→ **Material supplied**
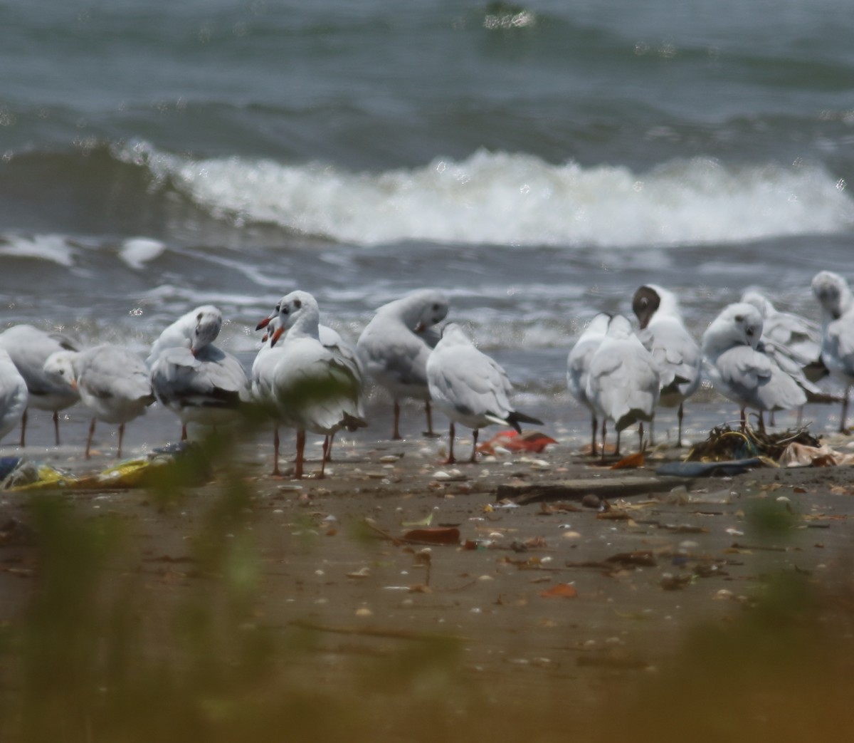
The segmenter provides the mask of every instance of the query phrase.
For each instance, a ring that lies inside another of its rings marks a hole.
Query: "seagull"
[[[203,305],[167,327],[151,347],[147,363],[158,402],[187,424],[217,425],[232,420],[249,399],[246,372],[231,354],[214,345],[222,313]]]
[[[255,403],[261,406],[265,413],[272,417],[273,425],[273,475],[279,475],[278,469],[278,451],[279,422],[276,420],[276,405],[274,396],[272,395],[272,374],[278,363],[278,354],[282,351],[282,345],[276,346],[272,345],[272,335],[278,327],[279,305],[276,305],[272,314],[265,317],[255,327],[255,330],[266,329],[266,333],[261,339],[261,348],[255,356],[255,360],[252,364],[252,375],[250,380],[251,396]],[[333,356],[342,363],[353,368],[358,375],[360,384],[364,384],[365,373],[362,369],[362,363],[356,352],[355,346],[342,338],[338,331],[328,325],[319,324],[318,326],[318,336],[324,347],[328,349]],[[330,434],[324,442],[324,457],[326,462],[332,461],[332,439],[335,434]]]
[[[12,362],[9,351],[0,348],[0,439],[9,433],[26,410],[26,382]]]
[[[579,336],[572,351],[566,358],[566,386],[572,396],[590,410],[590,454],[596,456],[596,409],[588,399],[587,380],[590,373],[590,359],[608,331],[611,315],[600,312],[590,321],[584,332]]]
[[[447,315],[450,302],[438,289],[419,289],[380,307],[366,326],[356,351],[366,371],[385,387],[395,401],[392,439],[401,439],[401,399],[424,400],[427,435],[433,436],[433,418],[425,368],[439,340],[433,326]]]
[[[590,360],[587,396],[602,419],[602,458],[607,422],[617,428],[617,454],[620,433],[640,423],[640,448],[643,451],[643,422],[652,421],[660,393],[658,365],[644,348],[624,315],[608,321],[608,331]]]
[[[86,351],[58,351],[44,363],[44,373],[76,390],[92,413],[86,439],[89,459],[96,421],[118,424],[121,458],[125,424],[138,418],[155,401],[149,369],[129,349],[105,344]]]
[[[26,382],[28,407],[53,413],[54,435],[59,445],[59,411],[73,405],[80,396],[67,385],[44,374],[44,362],[57,351],[77,351],[78,345],[61,333],[45,333],[32,325],[15,325],[0,333],[0,348],[5,349]],[[26,445],[27,410],[20,418],[20,445]]]
[[[821,358],[822,327],[818,323],[800,315],[780,311],[767,297],[755,289],[745,292],[740,301],[752,304],[759,310],[763,340],[772,340],[787,349],[793,357],[804,366],[815,363]]]
[[[742,431],[746,408],[759,410],[763,431],[765,410],[789,410],[806,402],[804,388],[760,343],[762,326],[759,310],[740,302],[725,307],[703,334],[709,377],[718,392],[739,404]]]
[[[469,458],[472,463],[477,455],[477,434],[484,426],[490,423],[511,426],[521,433],[520,422],[542,425],[542,421],[513,410],[508,399],[512,388],[506,372],[475,348],[456,323],[445,327],[442,339],[427,359],[426,372],[430,398],[451,422],[446,464],[456,462],[454,422],[474,432]]]
[[[264,384],[269,384],[277,417],[296,429],[294,477],[300,480],[306,431],[331,437],[341,428],[355,431],[367,426],[361,409],[362,378],[358,364],[342,360],[320,342],[320,311],[311,294],[291,292],[277,308],[278,326],[270,345],[275,348],[281,340],[282,350],[276,357],[271,354],[276,361],[272,375],[265,373]],[[330,438],[324,442],[319,478],[324,476],[330,442]]]
[[[682,322],[679,300],[672,292],[654,284],[640,286],[632,298],[632,310],[640,326],[638,338],[658,365],[658,404],[679,409],[676,446],[681,447],[684,403],[699,386],[703,355]],[[652,422],[649,439],[655,443]]]
[[[822,306],[822,361],[845,387],[839,432],[847,433],[848,393],[854,384],[854,298],[848,282],[832,271],[813,277],[812,292]]]
[[[752,304],[762,315],[761,343],[772,353],[778,364],[794,377],[804,387],[808,403],[839,402],[839,398],[822,392],[817,382],[828,372],[822,362],[821,327],[791,312],[781,312],[762,293],[749,289],[741,295],[741,301]],[[798,409],[800,422],[803,408]],[[770,413],[774,425],[774,411]]]

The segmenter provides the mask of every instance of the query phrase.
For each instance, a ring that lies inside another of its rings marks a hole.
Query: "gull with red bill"
[[[360,369],[357,362],[336,355],[321,343],[320,311],[307,292],[283,297],[267,322],[259,325],[273,321],[269,349],[261,349],[264,356],[253,367],[256,399],[271,406],[270,415],[278,424],[296,429],[295,479],[303,476],[306,432],[326,437],[317,475],[322,478],[330,437],[342,428],[354,431],[367,425],[361,409]]]

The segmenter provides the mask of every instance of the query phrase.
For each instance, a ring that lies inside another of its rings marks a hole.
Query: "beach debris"
[[[368,568],[367,566],[366,566],[364,568],[360,568],[358,570],[355,570],[355,571],[354,571],[352,573],[348,573],[347,574],[347,577],[348,578],[355,578],[355,579],[370,578],[371,577],[371,569]]]
[[[407,542],[429,545],[459,545],[459,529],[456,527],[429,527],[410,529],[403,539]]]
[[[821,446],[821,442],[806,427],[769,433],[752,426],[747,426],[744,432],[728,425],[716,426],[705,441],[694,444],[685,461],[728,462],[765,457],[777,462],[787,448],[795,443],[815,448]]]
[[[570,583],[556,583],[551,588],[541,591],[543,599],[575,599],[578,596],[576,587]]]
[[[811,446],[793,441],[783,450],[778,463],[781,467],[836,467],[854,464],[854,454],[843,454],[827,444]]]
[[[31,526],[14,516],[0,527],[0,546],[22,545],[31,546],[36,543],[36,533]]]
[[[607,472],[605,470],[605,472]],[[658,474],[658,473],[657,473]],[[511,501],[519,505],[540,501],[587,499],[596,498],[626,498],[632,495],[649,495],[672,490],[680,484],[687,484],[685,477],[650,477],[641,475],[613,475],[597,478],[563,480],[552,482],[505,483],[498,486],[497,499]]]
[[[644,453],[643,451],[637,451],[635,454],[629,454],[628,457],[623,457],[619,462],[615,462],[611,465],[611,469],[636,469],[640,467],[643,467],[644,463]]]
[[[656,475],[670,477],[734,477],[757,467],[777,466],[764,457],[712,462],[668,462],[657,467]]]
[[[658,585],[665,591],[679,591],[690,585],[693,580],[694,575],[693,573],[680,573],[676,575],[671,573],[664,573],[661,576]]]
[[[499,431],[488,441],[479,444],[477,451],[482,454],[501,454],[505,451],[533,451],[539,454],[549,444],[557,443],[541,431],[526,431],[524,433],[513,430]]]
[[[431,523],[433,523],[434,513],[436,513],[436,511],[431,510],[423,519],[415,522],[403,522],[403,523],[401,524],[401,526],[406,527],[407,528],[412,528],[414,527],[429,527]]]

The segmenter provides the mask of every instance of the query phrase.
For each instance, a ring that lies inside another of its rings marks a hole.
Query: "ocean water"
[[[572,428],[566,353],[640,284],[699,337],[748,286],[817,318],[812,275],[854,279],[850,21],[845,0],[0,2],[0,324],[143,350],[211,302],[250,362],[294,288],[354,339],[436,286]]]

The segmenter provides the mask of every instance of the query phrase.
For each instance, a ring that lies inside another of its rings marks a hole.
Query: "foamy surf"
[[[696,157],[646,173],[479,150],[383,173],[240,157],[192,159],[137,142],[118,153],[217,218],[340,242],[598,246],[737,243],[854,224],[845,183],[818,163]]]

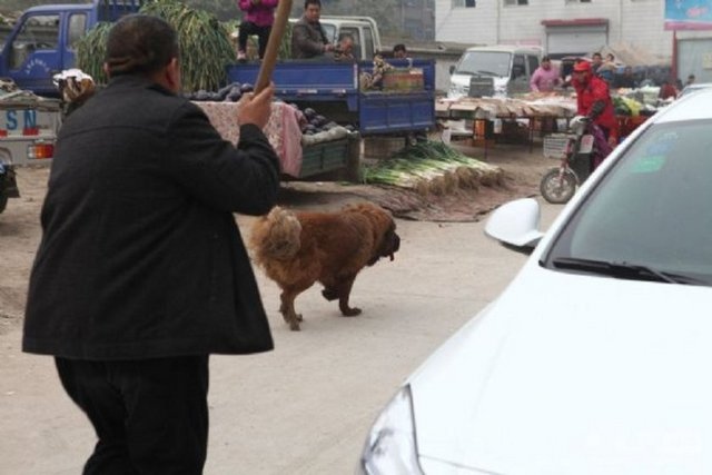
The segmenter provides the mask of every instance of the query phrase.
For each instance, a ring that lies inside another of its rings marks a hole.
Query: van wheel
[[[544,174],[538,188],[546,201],[563,205],[574,196],[578,180],[571,170],[562,174],[560,168],[552,168]]]

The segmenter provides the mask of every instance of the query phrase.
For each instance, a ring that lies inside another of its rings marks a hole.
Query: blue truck
[[[397,135],[435,126],[434,60],[388,60],[394,71],[417,72],[416,88],[366,89],[364,73],[373,62],[281,61],[275,66],[273,82],[277,97],[299,107],[313,107],[337,122],[355,125],[362,137]],[[258,63],[227,68],[228,79],[255,83]],[[408,75],[408,72],[403,72]]]
[[[139,10],[145,0],[92,0],[27,9],[6,36],[0,77],[20,89],[57,97],[52,76],[75,67],[77,41],[100,21],[116,21]]]

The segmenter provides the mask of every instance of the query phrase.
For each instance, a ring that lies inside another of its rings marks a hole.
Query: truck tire
[[[560,175],[558,168],[552,168],[542,177],[540,184],[540,191],[542,197],[551,204],[563,205],[568,202],[571,197],[576,192],[576,186],[578,180],[571,170],[565,170],[563,175]]]

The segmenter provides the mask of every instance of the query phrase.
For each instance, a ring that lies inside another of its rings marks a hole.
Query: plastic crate
[[[568,151],[568,133],[551,133],[544,137],[544,157],[564,158]]]
[[[314,144],[304,148],[301,170],[298,178],[306,178],[327,171],[340,170],[348,164],[347,138]]]

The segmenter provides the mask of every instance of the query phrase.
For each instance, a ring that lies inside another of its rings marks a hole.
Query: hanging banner
[[[712,0],[665,0],[665,30],[712,30]]]

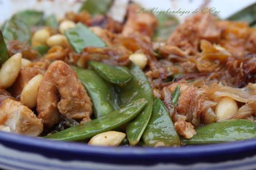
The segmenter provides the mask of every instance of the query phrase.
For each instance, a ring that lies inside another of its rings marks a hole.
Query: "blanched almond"
[[[90,145],[117,146],[125,137],[125,133],[116,131],[107,131],[95,136],[88,143]]]
[[[37,74],[26,84],[21,94],[21,102],[30,108],[36,105],[39,86],[43,79],[42,74]]]
[[[17,53],[3,64],[0,69],[0,88],[7,88],[15,82],[21,68],[22,57],[21,53]]]

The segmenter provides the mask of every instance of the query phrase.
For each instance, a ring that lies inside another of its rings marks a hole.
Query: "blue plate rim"
[[[214,155],[219,153],[245,152],[256,148],[256,139],[220,144],[191,146],[182,147],[99,147],[85,143],[52,141],[38,137],[32,137],[18,134],[0,132],[0,143],[17,143],[21,146],[37,147],[48,150],[57,150],[80,154],[105,154],[119,157],[175,156],[186,157],[193,156]]]

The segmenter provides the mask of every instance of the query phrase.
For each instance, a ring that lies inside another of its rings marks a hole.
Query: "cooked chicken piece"
[[[61,61],[51,64],[45,73],[37,103],[38,117],[46,128],[59,122],[59,113],[71,119],[90,119],[92,113],[92,103],[83,86],[70,66]]]
[[[186,19],[169,37],[168,44],[176,46],[189,54],[199,52],[201,39],[216,42],[220,39],[220,29],[215,17],[210,14],[199,14]]]
[[[12,98],[2,102],[0,107],[0,124],[2,131],[37,136],[43,131],[42,120],[21,102]]]
[[[128,6],[127,19],[124,26],[122,34],[127,36],[134,33],[151,37],[157,24],[156,18],[152,13],[138,12],[141,8],[136,4]]]
[[[174,123],[177,133],[186,139],[191,139],[196,134],[194,126],[190,123],[183,120],[179,120]]]
[[[16,81],[8,89],[8,91],[14,97],[18,97],[27,82],[38,74],[43,75],[49,64],[48,60],[42,60],[32,62],[29,66],[22,68]]]

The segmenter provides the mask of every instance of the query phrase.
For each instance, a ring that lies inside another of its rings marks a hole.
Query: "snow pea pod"
[[[119,66],[111,66],[101,62],[91,61],[88,65],[105,81],[114,84],[124,84],[131,79],[127,69]]]
[[[134,101],[100,119],[71,127],[44,138],[58,141],[86,139],[104,132],[114,129],[132,119],[147,103],[144,98]]]
[[[95,71],[72,66],[92,100],[93,113],[100,118],[117,109],[117,96],[115,88]]]
[[[43,55],[46,53],[49,50],[50,47],[45,44],[36,46],[34,47],[34,49],[37,51],[41,55]]]
[[[146,146],[179,146],[180,139],[173,121],[159,98],[154,101],[151,117],[142,135]]]
[[[112,0],[87,0],[80,8],[80,11],[86,10],[92,16],[105,14],[111,6]]]
[[[3,64],[9,57],[3,34],[0,31],[0,66]]]
[[[171,93],[171,97],[173,97],[173,103],[174,106],[177,105],[180,97],[180,85],[178,85],[174,91]]]
[[[196,129],[190,139],[183,139],[186,144],[202,144],[242,141],[256,138],[256,123],[244,119],[214,123]]]
[[[141,98],[146,98],[148,102],[138,116],[126,126],[126,136],[130,144],[135,146],[140,141],[150,119],[153,97],[151,86],[141,69],[132,63],[129,70],[132,76],[129,83],[118,87],[120,103],[125,104]]]
[[[238,11],[227,18],[228,20],[248,22],[250,26],[256,22],[256,3]]]
[[[30,43],[31,32],[29,27],[14,16],[3,25],[2,33],[4,40],[8,42],[11,40],[18,40],[21,42]]]
[[[106,46],[100,37],[81,23],[77,24],[75,27],[66,30],[65,35],[70,44],[78,53],[86,47]]]

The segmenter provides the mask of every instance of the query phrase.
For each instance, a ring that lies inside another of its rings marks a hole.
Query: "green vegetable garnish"
[[[154,35],[154,40],[166,40],[179,24],[179,20],[174,16],[161,13],[156,16],[158,27]]]
[[[2,33],[7,42],[11,40],[18,40],[24,43],[30,43],[31,32],[29,27],[16,16],[4,23]]]
[[[43,55],[48,52],[50,47],[47,45],[43,44],[35,47],[34,49],[37,51],[41,55]]]
[[[178,85],[174,91],[171,93],[171,97],[173,98],[173,104],[174,106],[177,105],[179,101],[179,97],[180,96],[180,86]]]
[[[75,51],[80,53],[86,47],[104,47],[105,43],[90,29],[81,23],[68,29],[65,35]]]
[[[119,108],[114,87],[92,70],[73,67],[92,99],[95,117],[101,118]]]
[[[93,16],[105,14],[110,8],[112,2],[112,0],[87,0],[80,11],[86,10]]]
[[[256,3],[236,12],[227,19],[247,22],[250,25],[255,24],[256,22]]]
[[[9,57],[3,34],[0,31],[0,66],[3,64]]]
[[[126,136],[132,146],[136,145],[150,119],[152,107],[152,93],[150,84],[143,71],[132,63],[129,67],[132,78],[129,83],[119,87],[119,97],[121,105],[132,101],[145,98],[147,104],[136,118],[126,126]]]
[[[145,146],[180,146],[180,139],[171,117],[159,98],[154,99],[151,117],[142,138]]]
[[[196,129],[191,139],[183,139],[186,144],[202,144],[234,142],[256,138],[256,124],[249,121],[229,120],[211,123]]]
[[[90,138],[99,133],[114,129],[132,119],[147,103],[142,98],[130,103],[101,119],[80,124],[45,136],[46,139],[75,141]]]
[[[34,10],[24,10],[18,12],[15,16],[28,27],[38,26],[42,23],[43,12]]]

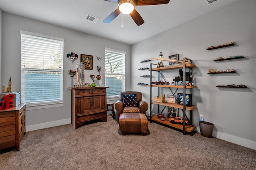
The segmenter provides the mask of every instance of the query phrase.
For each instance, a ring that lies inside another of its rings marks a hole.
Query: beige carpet
[[[88,123],[87,123],[88,124]],[[255,170],[256,150],[149,123],[146,136],[96,121],[27,132],[20,151],[1,150],[1,170]]]

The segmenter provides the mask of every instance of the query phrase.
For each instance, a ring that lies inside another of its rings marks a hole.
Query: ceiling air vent
[[[93,16],[90,14],[87,14],[84,18],[84,20],[88,20],[88,21],[94,22],[94,23],[97,22],[97,21],[98,21],[99,19],[99,18],[98,18],[95,17],[94,17]]]
[[[219,0],[204,0],[208,5],[210,5],[211,4],[213,4],[214,3]]]

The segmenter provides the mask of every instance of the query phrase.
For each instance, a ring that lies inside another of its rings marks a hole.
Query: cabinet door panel
[[[106,95],[100,96],[100,109],[107,109],[106,96]]]
[[[91,109],[91,97],[84,97],[83,98],[84,103],[83,103],[83,113],[86,113],[90,112]]]
[[[100,96],[97,96],[92,97],[93,101],[93,105],[92,106],[92,111],[96,111],[100,110]]]
[[[83,98],[82,97],[75,98],[75,107],[76,107],[75,112],[76,114],[81,113],[82,111]]]

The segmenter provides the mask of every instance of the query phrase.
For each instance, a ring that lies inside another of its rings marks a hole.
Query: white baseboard
[[[150,112],[147,111],[146,112],[146,114],[149,116],[150,115]],[[155,114],[152,113],[152,115],[154,114]],[[195,131],[199,133],[200,132],[199,125],[195,129]],[[256,142],[254,141],[250,141],[239,137],[214,131],[212,132],[212,136],[228,142],[231,142],[231,143],[242,146],[246,148],[256,150]]]
[[[256,142],[254,141],[214,131],[212,132],[212,136],[256,150]]]
[[[54,127],[54,126],[60,126],[61,125],[70,124],[71,122],[71,119],[64,119],[57,120],[56,121],[50,121],[43,123],[37,124],[36,125],[30,125],[26,126],[26,131],[35,131],[36,130],[48,128],[48,127]]]

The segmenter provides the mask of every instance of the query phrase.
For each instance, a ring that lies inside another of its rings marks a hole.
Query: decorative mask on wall
[[[76,60],[78,57],[78,56],[75,53],[71,53],[70,54],[68,54],[67,55],[67,57],[70,60],[70,61],[72,61],[72,63],[74,64],[74,62],[75,60]]]
[[[86,68],[89,68],[91,64],[91,59],[90,57],[86,57],[84,61],[84,67]]]
[[[75,70],[68,70],[68,74],[70,74],[70,77],[73,77],[75,75],[76,75],[76,71]]]

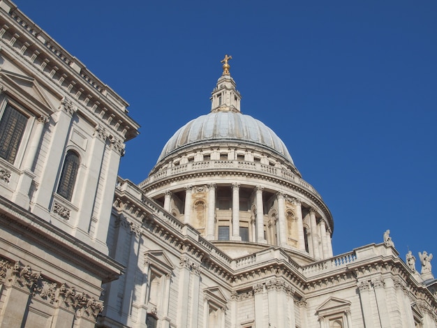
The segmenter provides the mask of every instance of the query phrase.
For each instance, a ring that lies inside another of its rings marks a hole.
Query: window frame
[[[29,142],[29,138],[30,136],[31,128],[29,128],[30,121],[31,121],[31,118],[34,116],[32,115],[28,110],[27,110],[24,107],[20,105],[15,101],[13,101],[13,99],[10,99],[8,97],[3,98],[3,103],[0,107],[0,121],[3,118],[3,115],[5,112],[6,111],[8,107],[10,107],[13,110],[16,111],[19,114],[24,117],[26,121],[24,122],[22,135],[20,137],[20,141],[17,144],[17,148],[15,149],[15,154],[12,161],[9,161],[6,158],[3,158],[0,156],[0,160],[3,161],[8,164],[13,166],[19,166],[18,163],[21,163],[22,161],[22,158],[26,149],[26,144]]]
[[[73,178],[67,177],[66,179],[68,179],[70,181],[66,184],[66,184],[64,184],[65,181],[64,181],[64,179],[66,178],[66,174],[67,174],[67,172],[66,171],[66,165],[68,165],[68,163],[71,163],[71,162],[67,162],[68,158],[69,156],[71,156],[71,155],[75,155],[77,162],[76,163],[76,167],[74,167],[74,169],[75,170],[75,172],[74,172],[75,177],[73,177]],[[65,153],[65,156],[64,156],[64,161],[62,163],[62,170],[59,172],[59,179],[57,187],[56,189],[57,191],[56,193],[59,195],[59,196],[61,196],[63,199],[71,202],[73,198],[75,191],[77,189],[76,186],[77,186],[77,177],[80,173],[80,165],[81,165],[81,156],[80,156],[80,154],[79,153],[79,151],[77,151],[74,148],[67,149]],[[61,190],[61,188],[63,190]]]

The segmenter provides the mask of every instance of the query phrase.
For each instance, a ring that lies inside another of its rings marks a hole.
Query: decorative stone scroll
[[[73,102],[66,97],[61,100],[59,110],[65,110],[70,115],[73,115],[75,112],[75,109],[73,107]]]
[[[124,150],[124,144],[123,142],[112,135],[109,135],[108,138],[111,142],[111,149],[119,154],[120,156],[124,156],[126,151]]]
[[[96,128],[94,128],[94,133],[93,134],[93,137],[96,137],[101,140],[105,142],[106,138],[108,137],[108,132],[106,129],[101,126],[100,124],[98,124]]]
[[[0,168],[0,180],[3,180],[6,184],[8,184],[10,179],[10,172],[5,169]]]
[[[40,298],[50,304],[58,305],[74,311],[79,315],[94,319],[103,310],[103,302],[84,292],[75,290],[66,283],[52,281],[35,271],[29,265],[20,261],[13,263],[0,260],[0,282],[6,287],[15,285],[28,291],[32,297]]]
[[[182,268],[186,268],[188,270],[191,270],[198,276],[200,276],[202,273],[202,267],[200,264],[195,263],[193,261],[188,260],[186,256],[183,256],[179,259],[179,265]]]
[[[387,246],[394,247],[394,244],[392,241],[392,238],[390,237],[390,230],[385,230],[385,232],[384,232],[384,244],[385,244],[385,246]]]
[[[71,211],[61,204],[54,202],[53,204],[52,211],[53,213],[59,215],[61,218],[65,218],[66,220],[70,220],[70,214],[71,213]]]

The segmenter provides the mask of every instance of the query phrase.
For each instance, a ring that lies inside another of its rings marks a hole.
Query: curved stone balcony
[[[142,189],[147,188],[162,180],[173,178],[177,176],[184,175],[186,173],[200,173],[207,172],[214,173],[223,170],[230,170],[232,172],[253,173],[255,174],[264,175],[267,179],[279,179],[291,184],[298,186],[306,191],[309,191],[313,195],[322,200],[322,197],[317,192],[316,188],[308,182],[298,176],[291,173],[289,170],[276,167],[275,166],[262,164],[259,162],[249,162],[242,161],[208,161],[201,162],[189,162],[186,164],[181,164],[161,170],[158,172],[151,175],[139,184]]]

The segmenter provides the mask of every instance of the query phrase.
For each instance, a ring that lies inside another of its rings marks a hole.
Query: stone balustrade
[[[244,172],[251,172],[260,173],[263,172],[266,175],[271,175],[279,177],[288,181],[290,181],[300,187],[304,188],[319,197],[321,197],[316,189],[303,179],[292,174],[292,172],[272,165],[261,164],[260,163],[246,162],[242,161],[209,161],[203,162],[190,162],[186,164],[169,167],[149,177],[147,179],[139,184],[140,188],[145,186],[157,182],[161,179],[169,178],[174,175],[182,174],[184,172],[193,173],[195,171],[208,170],[208,172],[214,172],[214,169],[217,170],[232,170],[235,172],[239,170]]]
[[[303,267],[302,271],[306,277],[311,277],[332,269],[346,267],[356,260],[357,255],[354,251]]]

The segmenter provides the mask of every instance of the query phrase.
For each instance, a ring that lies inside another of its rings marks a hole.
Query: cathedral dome
[[[168,140],[158,161],[185,147],[226,141],[265,147],[293,163],[283,142],[272,129],[249,115],[232,110],[212,112],[185,124]]]

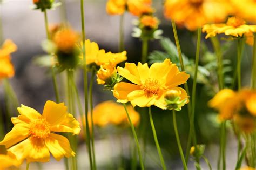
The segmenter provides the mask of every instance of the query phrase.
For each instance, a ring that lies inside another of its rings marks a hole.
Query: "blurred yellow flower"
[[[166,0],[165,17],[191,31],[208,23],[223,22],[232,12],[226,0]]]
[[[122,15],[125,11],[126,0],[109,0],[106,10],[109,15]]]
[[[149,27],[152,29],[157,29],[159,21],[157,17],[151,15],[143,15],[140,18],[140,23],[143,27]]]
[[[132,124],[136,126],[140,120],[139,113],[131,106],[127,107]],[[110,124],[127,125],[129,121],[124,107],[116,103],[108,100],[98,104],[93,108],[94,124],[100,127]]]
[[[247,22],[256,24],[256,1],[255,0],[231,0],[234,7],[234,14]]]
[[[81,48],[82,46],[81,43]],[[106,53],[104,50],[99,50],[98,44],[90,39],[85,41],[85,57],[87,65],[95,63],[98,66],[109,63],[110,60],[114,60],[114,64],[117,64],[127,59],[126,51],[117,53]],[[80,54],[80,58],[83,59],[83,53]]]
[[[117,71],[132,83],[121,82],[116,84],[113,91],[117,102],[131,101],[132,105],[140,107],[154,105],[166,109],[165,94],[170,90],[180,91],[181,96],[187,98],[186,91],[177,86],[186,82],[190,75],[180,72],[170,59],[154,63],[149,68],[147,63],[125,63],[125,67],[117,67]]]
[[[154,12],[154,9],[151,6],[151,0],[127,0],[129,12],[136,16]]]
[[[47,101],[42,115],[23,105],[18,111],[19,117],[11,118],[14,127],[0,145],[4,145],[20,163],[24,159],[27,163],[49,161],[50,152],[58,161],[75,156],[68,139],[53,133],[80,133],[79,123],[68,113],[64,103]]]
[[[14,76],[10,54],[16,50],[17,46],[10,39],[6,39],[0,49],[0,79]]]
[[[202,30],[207,33],[206,39],[220,33],[241,37],[245,33],[256,32],[256,25],[246,25],[243,19],[237,17],[232,17],[228,18],[226,24],[205,25]]]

→ **The problem**
Pull out every line of the rows above that contains the string "decorative", treating uppercase and lowercase letters as different.

→ **Answer to this problem**
Query: decorative mask on wall
Query: decorative stone scroll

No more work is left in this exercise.